--- BEGIN ARTICLE ---

Pakistan’s prevailing outlook paints a grim picture of a state in deep trouble. In view of perpetual political instability coupled with the economic meltdown, the country has been grappling with daunting challenges on all fronts, internal and external.
The main root cause of the present day’s mess is the non-observance of the principle of trichotomy of powers enshrined in the supreme law of the land—the 1973 Constitution of the Islamic Republic of Pakistan. The blame for this has earlier been mainly attributed to extra-constitutional measures and continuous institutional interferences in executive matters. However, of late, the state’s judicial branch has played a part as well in hampering the governance system, leading to political instability and economic chaos.
A country that was once hailed as an investment alternative to India is now facing the formidable problem of averting a default on its foreign payments. The inflation rate has soared to nearly 38 percent, while the policy rate to 22 percent after a recent 100 basis points increase. Sadly, financial decisions made by the leaders for political gains cannot be overlooked when attributing responsibility for the current worsening economic situation. Despite the country’s precarious economic condition, our rulers are still reluctant to acknowledge the need for introspection. A palpable division within institutions and power struggles among them are posing serious threats to our sovereignty. The mindset exhibited by those who matter in the land has not only undermined democratic principles but has also severely eroded institutional credibility.
The pursuit of endless power games has resulted in ignoring crucial matters, exemplified by nearly 55,000 pending cases in the Supreme Court of Pakistan alone. Additionally, the state of law and order is highly worrisome. Violent protests in the wake of Imran Khan’s arrest on May 9, 2023, have sparked a fresh national discourse. Despite decades of implementation of the Army Act of 1952 and the sentencing of many civilians under its jurisdiction, it is now being contested. Sympathizers of the May 9 incident, including some others, have contested its non-application and the matter is sub judice before the apex court.

--- END ARTICLE ---
--- BEGIN DATASET ENTRIES ---

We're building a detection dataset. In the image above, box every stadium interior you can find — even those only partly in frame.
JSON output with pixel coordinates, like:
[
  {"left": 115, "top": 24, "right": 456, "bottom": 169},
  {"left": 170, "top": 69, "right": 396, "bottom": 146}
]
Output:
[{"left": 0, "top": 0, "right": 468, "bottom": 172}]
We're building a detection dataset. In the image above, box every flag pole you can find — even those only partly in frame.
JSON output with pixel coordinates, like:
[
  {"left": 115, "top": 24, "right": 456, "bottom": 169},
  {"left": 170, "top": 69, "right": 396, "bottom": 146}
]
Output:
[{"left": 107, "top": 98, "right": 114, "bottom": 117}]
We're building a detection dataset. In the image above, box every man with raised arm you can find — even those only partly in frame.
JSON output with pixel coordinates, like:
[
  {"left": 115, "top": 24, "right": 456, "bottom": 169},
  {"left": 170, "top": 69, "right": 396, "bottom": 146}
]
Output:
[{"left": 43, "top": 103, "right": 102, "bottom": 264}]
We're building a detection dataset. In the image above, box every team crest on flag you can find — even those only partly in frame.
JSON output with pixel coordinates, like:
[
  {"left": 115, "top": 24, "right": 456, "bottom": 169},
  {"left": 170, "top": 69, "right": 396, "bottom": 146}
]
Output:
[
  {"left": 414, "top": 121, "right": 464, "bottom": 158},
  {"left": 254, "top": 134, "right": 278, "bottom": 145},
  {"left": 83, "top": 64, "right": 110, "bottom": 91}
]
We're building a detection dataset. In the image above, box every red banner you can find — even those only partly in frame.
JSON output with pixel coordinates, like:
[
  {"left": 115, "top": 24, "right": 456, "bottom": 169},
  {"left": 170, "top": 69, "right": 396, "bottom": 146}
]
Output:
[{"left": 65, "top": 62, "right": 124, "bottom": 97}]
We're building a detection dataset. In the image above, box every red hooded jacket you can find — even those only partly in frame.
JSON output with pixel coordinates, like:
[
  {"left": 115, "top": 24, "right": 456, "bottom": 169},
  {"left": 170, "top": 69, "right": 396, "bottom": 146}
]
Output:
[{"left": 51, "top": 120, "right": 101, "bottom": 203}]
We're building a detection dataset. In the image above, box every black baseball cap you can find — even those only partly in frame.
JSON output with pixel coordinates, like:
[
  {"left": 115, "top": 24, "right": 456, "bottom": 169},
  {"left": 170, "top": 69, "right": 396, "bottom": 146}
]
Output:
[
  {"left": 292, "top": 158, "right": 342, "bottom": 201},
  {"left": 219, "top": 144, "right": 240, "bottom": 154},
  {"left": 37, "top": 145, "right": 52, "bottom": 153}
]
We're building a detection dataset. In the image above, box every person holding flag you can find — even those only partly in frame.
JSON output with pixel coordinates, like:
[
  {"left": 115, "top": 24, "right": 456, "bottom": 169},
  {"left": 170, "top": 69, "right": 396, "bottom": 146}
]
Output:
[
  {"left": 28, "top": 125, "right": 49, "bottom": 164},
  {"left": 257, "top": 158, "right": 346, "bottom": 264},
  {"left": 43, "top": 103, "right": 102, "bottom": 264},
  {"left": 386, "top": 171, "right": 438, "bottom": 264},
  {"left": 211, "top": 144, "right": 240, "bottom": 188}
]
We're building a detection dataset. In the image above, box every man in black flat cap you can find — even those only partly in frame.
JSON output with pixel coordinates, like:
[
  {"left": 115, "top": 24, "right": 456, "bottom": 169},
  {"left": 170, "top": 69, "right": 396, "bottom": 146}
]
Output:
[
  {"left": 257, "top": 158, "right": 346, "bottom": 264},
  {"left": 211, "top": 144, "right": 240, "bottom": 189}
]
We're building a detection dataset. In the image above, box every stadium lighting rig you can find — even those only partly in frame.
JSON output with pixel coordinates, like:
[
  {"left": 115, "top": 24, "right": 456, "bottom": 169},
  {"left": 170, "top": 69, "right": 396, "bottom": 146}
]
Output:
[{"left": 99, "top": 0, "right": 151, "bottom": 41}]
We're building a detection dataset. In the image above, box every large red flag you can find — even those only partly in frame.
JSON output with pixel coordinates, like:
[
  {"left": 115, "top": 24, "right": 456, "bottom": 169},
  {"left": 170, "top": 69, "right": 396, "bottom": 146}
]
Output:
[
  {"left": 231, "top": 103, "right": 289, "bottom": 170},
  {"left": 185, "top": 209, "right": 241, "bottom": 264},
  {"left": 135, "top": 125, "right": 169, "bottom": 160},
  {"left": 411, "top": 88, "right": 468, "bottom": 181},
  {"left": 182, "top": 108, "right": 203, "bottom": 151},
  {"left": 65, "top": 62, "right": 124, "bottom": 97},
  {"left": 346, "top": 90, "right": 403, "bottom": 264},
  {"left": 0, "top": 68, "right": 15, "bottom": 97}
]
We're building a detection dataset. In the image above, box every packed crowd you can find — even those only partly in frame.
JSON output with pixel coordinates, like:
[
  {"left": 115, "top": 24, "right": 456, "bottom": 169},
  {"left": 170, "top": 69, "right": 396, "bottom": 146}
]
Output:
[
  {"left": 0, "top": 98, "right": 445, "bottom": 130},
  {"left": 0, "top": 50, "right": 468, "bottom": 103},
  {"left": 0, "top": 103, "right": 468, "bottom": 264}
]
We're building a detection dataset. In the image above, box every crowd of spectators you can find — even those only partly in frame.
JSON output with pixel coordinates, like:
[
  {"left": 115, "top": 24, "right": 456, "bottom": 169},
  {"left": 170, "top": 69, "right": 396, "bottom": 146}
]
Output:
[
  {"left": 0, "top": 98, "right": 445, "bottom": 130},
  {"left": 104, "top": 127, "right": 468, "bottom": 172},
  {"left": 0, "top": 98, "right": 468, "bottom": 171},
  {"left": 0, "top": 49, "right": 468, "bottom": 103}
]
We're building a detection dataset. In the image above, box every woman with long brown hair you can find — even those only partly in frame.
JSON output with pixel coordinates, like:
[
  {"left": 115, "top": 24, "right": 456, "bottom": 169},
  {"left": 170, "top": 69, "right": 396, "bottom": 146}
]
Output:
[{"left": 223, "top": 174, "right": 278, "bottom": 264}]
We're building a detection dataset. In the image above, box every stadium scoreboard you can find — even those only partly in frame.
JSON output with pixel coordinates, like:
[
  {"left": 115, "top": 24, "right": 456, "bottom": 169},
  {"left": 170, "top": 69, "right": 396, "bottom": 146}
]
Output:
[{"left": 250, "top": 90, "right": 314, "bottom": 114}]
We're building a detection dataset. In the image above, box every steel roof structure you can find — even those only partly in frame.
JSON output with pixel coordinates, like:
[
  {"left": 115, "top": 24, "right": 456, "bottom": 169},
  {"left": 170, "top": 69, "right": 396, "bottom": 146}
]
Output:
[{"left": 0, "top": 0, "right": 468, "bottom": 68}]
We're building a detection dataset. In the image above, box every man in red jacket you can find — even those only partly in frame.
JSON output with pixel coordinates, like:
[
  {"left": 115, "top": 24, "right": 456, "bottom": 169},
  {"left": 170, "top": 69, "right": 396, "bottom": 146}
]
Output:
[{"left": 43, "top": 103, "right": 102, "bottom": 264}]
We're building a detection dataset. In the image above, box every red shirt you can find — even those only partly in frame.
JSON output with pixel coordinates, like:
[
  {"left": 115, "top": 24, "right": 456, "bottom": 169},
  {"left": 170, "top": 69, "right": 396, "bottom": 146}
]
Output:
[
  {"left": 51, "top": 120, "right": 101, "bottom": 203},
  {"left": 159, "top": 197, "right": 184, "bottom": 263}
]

--- END DATASET ENTRIES ---

CHALLENGES —
1) In the article on Pakistan's crisis, what level has the inflation rate reached?
2) List every year mentioned in the article on Pakistan's crisis.
3) Retype the stretch of the article on Pakistan's crisis from "The pursuit of" through "the apex court.".

RESULTS IN ORDER —
1) Nearly 38 percent.

2) 1973, 2023, 1952

3)
The pursuit of endless power games has resulted in ignoring crucial matters, exemplified by nearly 55,000 pending cases in the Supreme Court of Pakistan alone. Additionally, the state of law and order is highly worrisome. Violent protests in the wake of Imran Khan’s arrest on May 9, 2023, have sparked a fresh national discourse. Despite decades of implementation of the Army Act of 1952 and the sentencing of many civilians under its jurisdiction, it is now being contested. Sympathizers of the May 9 incident, including some others, have contested its non-application and the matter is sub judice before the apex court.